§ What is expected:
Count the lines in the records below that contain the word "please". Reply with that number alone.

>> begin Input

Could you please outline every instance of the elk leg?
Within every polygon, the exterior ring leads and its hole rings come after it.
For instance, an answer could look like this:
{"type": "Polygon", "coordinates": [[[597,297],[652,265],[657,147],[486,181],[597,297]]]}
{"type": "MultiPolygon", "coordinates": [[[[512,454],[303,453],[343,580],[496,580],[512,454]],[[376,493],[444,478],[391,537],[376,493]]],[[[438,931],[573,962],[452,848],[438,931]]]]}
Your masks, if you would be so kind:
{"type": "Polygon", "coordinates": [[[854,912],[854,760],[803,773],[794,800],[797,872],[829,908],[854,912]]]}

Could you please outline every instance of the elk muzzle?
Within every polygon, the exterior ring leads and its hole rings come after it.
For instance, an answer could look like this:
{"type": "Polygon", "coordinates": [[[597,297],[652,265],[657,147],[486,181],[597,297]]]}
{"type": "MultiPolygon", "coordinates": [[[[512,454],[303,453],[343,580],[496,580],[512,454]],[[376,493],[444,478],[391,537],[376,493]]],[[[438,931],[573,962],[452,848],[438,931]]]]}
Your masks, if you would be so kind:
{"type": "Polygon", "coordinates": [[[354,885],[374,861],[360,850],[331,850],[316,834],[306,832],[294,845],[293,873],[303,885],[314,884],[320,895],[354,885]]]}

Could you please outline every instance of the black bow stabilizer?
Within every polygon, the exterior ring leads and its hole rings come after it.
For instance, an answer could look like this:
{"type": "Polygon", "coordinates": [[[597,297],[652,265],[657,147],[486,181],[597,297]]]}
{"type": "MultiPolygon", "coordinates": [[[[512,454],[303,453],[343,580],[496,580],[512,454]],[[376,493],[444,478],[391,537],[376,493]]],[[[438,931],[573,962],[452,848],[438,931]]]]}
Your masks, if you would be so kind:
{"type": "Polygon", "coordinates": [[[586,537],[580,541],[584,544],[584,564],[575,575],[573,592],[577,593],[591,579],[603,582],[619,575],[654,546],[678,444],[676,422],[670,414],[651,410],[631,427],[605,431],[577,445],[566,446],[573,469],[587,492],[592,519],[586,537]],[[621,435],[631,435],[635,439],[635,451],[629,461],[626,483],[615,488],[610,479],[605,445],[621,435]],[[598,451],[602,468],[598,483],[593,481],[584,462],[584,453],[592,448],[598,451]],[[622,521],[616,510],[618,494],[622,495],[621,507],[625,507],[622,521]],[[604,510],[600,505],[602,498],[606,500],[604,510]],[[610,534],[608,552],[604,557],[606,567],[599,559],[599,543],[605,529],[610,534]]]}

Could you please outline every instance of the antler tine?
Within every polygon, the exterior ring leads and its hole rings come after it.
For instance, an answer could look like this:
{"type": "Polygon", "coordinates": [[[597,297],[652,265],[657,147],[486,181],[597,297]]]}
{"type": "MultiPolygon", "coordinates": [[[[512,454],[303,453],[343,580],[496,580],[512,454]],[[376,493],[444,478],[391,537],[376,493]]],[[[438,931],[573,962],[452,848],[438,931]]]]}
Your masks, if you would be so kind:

>> end Input

§ Response to the exercise:
4